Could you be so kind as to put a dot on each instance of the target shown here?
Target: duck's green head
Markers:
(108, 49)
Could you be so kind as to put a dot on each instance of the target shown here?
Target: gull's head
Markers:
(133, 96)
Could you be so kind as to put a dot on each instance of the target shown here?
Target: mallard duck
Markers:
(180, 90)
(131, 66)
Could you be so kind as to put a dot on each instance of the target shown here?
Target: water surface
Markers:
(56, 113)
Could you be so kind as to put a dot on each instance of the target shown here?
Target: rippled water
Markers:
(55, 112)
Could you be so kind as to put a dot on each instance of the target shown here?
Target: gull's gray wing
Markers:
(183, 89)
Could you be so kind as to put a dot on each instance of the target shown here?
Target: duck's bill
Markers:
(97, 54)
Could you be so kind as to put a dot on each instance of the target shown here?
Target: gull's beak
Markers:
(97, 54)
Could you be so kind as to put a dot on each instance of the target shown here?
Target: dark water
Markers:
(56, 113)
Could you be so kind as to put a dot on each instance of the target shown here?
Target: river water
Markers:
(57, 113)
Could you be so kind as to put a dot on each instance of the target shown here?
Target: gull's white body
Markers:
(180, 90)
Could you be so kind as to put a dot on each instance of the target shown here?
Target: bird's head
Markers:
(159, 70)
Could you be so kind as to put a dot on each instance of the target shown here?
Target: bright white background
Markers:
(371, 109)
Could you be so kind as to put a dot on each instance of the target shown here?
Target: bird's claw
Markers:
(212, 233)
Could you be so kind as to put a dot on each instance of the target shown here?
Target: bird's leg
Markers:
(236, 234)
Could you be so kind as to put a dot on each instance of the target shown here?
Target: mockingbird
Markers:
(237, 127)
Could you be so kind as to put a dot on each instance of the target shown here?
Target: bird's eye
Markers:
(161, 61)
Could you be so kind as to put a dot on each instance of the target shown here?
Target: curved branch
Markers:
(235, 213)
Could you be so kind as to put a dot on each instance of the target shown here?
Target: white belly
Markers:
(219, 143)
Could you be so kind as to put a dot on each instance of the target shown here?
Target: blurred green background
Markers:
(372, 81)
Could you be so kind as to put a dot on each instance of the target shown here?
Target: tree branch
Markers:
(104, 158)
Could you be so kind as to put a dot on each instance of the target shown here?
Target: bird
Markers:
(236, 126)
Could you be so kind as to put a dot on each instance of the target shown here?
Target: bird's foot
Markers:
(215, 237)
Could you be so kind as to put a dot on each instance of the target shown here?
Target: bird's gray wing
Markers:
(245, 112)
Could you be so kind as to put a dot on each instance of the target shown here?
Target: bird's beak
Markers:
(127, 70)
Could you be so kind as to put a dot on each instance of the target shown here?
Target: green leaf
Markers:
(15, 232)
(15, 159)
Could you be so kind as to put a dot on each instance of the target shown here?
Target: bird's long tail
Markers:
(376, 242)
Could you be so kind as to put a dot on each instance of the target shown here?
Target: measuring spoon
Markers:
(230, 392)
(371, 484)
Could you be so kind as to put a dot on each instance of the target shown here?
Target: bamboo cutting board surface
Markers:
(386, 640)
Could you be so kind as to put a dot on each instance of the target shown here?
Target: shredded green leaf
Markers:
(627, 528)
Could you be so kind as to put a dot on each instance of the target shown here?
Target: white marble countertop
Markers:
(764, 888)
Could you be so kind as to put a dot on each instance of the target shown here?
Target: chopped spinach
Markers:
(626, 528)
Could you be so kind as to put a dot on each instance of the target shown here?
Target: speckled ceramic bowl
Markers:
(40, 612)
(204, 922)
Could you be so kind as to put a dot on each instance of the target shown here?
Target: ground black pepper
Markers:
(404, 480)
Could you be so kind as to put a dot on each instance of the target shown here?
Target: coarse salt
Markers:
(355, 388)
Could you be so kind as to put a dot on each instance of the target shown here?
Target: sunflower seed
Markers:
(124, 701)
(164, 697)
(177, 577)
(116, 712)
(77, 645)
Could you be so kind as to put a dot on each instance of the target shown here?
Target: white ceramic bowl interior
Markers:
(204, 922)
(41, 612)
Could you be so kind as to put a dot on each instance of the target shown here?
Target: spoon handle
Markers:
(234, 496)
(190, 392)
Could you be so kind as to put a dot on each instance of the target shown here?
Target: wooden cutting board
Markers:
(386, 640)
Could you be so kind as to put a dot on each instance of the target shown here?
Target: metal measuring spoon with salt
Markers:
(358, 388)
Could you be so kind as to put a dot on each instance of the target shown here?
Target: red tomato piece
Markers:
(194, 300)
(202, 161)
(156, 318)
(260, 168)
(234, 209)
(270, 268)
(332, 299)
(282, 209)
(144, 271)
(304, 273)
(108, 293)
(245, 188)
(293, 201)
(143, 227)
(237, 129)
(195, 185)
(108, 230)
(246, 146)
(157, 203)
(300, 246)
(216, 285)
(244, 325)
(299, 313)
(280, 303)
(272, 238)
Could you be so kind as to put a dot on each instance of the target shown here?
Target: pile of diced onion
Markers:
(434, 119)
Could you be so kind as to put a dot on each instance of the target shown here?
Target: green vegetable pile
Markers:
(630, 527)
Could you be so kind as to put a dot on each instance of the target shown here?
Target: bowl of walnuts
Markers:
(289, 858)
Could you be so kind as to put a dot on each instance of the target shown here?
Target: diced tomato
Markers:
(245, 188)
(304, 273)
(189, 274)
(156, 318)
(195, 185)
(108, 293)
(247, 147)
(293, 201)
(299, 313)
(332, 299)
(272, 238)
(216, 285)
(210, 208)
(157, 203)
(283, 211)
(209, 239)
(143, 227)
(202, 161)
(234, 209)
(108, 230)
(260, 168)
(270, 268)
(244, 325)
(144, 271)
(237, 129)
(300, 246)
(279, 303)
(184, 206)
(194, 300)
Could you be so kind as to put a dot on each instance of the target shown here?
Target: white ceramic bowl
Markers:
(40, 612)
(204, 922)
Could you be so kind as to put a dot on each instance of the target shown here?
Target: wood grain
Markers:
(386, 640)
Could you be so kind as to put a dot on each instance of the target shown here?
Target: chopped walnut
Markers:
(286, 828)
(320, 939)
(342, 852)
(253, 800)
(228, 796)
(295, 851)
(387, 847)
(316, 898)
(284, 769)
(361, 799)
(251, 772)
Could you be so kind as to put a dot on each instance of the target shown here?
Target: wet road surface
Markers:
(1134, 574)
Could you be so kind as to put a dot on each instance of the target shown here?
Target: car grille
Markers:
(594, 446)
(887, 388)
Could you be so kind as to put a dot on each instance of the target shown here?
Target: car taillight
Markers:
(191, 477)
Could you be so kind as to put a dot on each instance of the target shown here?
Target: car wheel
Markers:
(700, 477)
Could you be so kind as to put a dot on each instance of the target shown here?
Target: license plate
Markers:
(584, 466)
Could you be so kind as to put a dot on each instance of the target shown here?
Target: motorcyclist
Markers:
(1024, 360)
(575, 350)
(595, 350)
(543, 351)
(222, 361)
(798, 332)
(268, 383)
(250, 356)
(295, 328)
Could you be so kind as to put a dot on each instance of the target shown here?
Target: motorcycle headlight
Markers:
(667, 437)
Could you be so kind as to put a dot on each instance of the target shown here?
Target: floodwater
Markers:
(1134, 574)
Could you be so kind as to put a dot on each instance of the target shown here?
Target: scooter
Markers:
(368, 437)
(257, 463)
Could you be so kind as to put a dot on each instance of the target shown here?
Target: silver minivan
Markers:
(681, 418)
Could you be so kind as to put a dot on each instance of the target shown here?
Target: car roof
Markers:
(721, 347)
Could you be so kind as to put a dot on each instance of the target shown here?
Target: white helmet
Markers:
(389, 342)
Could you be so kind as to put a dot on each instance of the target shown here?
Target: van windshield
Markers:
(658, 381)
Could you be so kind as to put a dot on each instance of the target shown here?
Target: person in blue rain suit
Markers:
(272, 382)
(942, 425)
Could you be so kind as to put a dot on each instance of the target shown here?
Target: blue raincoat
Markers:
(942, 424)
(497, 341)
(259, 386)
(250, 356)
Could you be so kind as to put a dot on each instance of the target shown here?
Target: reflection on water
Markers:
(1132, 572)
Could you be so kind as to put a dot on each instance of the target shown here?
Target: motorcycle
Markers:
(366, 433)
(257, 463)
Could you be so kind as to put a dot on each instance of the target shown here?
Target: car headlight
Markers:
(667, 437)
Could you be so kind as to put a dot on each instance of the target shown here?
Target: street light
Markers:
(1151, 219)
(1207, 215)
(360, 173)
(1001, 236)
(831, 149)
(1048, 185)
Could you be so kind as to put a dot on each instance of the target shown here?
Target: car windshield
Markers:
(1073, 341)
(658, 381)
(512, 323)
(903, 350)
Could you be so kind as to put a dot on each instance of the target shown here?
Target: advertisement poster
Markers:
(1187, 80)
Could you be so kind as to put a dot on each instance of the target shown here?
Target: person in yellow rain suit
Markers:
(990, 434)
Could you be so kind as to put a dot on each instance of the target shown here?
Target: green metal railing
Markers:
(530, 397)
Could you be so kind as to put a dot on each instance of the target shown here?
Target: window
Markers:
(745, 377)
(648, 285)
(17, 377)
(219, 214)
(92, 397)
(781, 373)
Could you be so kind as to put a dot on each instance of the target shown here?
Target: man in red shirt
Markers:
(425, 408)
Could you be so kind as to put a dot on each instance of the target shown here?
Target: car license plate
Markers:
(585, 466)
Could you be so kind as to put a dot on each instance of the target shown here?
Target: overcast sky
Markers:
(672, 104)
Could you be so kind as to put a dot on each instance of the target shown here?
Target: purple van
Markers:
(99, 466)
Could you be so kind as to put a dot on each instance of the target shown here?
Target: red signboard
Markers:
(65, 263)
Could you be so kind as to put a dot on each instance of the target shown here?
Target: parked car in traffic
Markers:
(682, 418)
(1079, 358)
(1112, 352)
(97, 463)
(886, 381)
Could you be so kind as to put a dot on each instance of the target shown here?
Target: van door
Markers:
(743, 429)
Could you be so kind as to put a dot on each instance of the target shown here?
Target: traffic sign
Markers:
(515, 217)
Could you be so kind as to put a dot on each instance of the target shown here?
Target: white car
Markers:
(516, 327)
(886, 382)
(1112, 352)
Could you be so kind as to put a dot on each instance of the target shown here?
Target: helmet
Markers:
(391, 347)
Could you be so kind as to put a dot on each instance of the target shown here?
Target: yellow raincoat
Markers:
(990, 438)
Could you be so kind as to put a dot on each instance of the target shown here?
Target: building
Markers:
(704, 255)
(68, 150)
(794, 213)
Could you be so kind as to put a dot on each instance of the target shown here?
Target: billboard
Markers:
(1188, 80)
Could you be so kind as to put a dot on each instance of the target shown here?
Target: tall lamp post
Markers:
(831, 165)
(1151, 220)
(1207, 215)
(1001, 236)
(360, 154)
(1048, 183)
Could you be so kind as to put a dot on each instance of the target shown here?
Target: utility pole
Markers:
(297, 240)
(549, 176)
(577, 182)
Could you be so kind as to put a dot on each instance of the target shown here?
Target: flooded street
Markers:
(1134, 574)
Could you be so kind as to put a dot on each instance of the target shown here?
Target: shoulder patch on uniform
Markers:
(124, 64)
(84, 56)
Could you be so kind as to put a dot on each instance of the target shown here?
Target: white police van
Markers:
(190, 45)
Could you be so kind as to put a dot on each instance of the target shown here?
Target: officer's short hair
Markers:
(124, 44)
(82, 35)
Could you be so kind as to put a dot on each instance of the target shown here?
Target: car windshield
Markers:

(ASSIGNMENT): I need the number of lines in the entries that include "gray"; please give that number and nothing else.

(SOLUTION FOR THIS EXERCISE): 2